Transcribe the rows verbatim from their first line down to and including the line that contains "rough mask: <svg". Omit the pictures.

── RECORDS FOR THE TASK

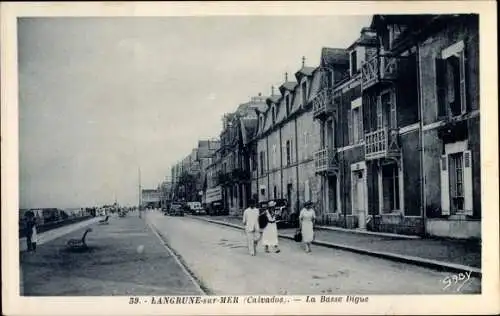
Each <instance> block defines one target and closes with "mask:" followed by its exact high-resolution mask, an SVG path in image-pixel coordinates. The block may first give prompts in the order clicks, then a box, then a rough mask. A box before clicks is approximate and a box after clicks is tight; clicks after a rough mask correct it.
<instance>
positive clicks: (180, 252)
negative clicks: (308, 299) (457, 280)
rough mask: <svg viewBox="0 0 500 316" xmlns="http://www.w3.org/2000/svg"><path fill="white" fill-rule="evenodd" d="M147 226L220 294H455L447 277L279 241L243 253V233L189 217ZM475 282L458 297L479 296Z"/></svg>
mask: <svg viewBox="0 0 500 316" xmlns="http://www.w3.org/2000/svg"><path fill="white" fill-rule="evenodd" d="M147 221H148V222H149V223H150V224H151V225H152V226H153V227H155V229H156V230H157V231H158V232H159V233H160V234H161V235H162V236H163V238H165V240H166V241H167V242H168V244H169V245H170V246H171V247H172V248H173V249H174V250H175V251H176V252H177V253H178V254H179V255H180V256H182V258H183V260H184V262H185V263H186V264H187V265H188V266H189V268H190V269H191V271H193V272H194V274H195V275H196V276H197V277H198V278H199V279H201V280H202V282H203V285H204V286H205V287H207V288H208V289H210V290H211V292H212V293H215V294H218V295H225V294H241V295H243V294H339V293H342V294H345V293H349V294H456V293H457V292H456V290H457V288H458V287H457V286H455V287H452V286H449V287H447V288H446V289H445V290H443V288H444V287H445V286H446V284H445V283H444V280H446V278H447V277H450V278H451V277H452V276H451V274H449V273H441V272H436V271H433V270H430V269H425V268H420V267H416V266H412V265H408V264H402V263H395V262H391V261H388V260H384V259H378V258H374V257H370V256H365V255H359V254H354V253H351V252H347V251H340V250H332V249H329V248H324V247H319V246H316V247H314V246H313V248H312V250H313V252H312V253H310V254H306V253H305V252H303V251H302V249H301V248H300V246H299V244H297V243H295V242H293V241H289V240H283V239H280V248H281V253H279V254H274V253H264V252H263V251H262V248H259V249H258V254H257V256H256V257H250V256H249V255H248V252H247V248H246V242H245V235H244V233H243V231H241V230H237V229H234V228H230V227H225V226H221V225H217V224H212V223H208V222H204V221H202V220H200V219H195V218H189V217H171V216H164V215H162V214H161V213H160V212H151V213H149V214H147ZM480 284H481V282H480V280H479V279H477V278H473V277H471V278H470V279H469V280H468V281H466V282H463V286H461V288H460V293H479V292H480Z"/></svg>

────

OUTPUT OF THE EXERCISE
Each <instance> block defines one target and closes with "mask:" followed by its exact high-resolution mask, an SVG path in image-pixel coordinates. The block may first give prompts in the order clicks, then a box, then a rough mask. A box before clicks is approximate and a box after clicks is tight; clicks after a rough mask correct it.
<instance>
positive clicks: (180, 252)
negative clicks: (308, 299) (457, 280)
rough mask: <svg viewBox="0 0 500 316" xmlns="http://www.w3.org/2000/svg"><path fill="white" fill-rule="evenodd" d="M147 226L220 294H455L447 277L279 241L243 253V233L189 217ZM475 282L458 297L479 296Z"/></svg>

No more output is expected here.